#### What you will do:
Count the lines in the records below that contain the string "jacket", and reply with that number alone.

#### Recorded information:

"""

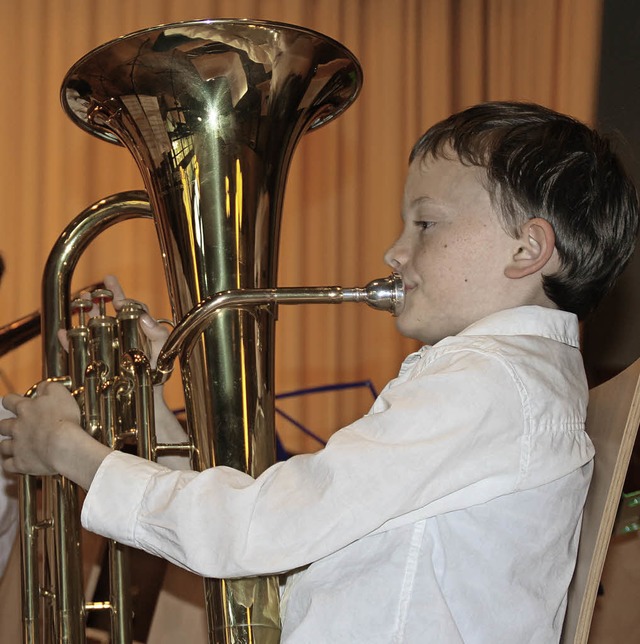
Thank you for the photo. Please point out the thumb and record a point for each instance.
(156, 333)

"""
"""

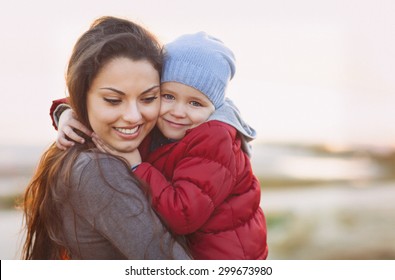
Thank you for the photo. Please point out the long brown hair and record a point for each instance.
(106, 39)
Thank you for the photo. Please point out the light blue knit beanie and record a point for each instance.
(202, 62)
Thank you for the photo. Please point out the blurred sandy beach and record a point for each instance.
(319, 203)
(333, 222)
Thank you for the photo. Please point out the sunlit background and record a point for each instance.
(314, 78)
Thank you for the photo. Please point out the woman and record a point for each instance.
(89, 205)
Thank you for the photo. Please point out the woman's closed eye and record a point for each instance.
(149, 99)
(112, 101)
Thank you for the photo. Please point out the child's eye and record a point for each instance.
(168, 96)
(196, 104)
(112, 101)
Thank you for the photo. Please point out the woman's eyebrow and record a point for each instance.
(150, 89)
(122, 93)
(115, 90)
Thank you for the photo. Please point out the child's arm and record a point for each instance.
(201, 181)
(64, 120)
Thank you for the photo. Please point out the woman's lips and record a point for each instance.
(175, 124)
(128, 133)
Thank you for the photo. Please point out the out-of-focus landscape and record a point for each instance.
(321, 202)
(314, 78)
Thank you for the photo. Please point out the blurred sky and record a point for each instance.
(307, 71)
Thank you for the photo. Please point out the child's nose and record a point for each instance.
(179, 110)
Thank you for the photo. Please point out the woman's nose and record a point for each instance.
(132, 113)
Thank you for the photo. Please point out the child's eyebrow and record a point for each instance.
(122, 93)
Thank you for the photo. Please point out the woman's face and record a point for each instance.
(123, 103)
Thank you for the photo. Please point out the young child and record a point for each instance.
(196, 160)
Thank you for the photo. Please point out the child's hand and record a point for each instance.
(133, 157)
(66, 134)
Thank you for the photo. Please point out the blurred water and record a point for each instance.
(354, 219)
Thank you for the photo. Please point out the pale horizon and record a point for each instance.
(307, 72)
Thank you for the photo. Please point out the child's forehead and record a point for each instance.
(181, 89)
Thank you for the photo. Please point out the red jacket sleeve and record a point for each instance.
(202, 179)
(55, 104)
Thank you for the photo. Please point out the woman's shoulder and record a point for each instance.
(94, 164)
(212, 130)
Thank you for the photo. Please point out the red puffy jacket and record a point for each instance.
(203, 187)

"""

#### Solution for this problem:
2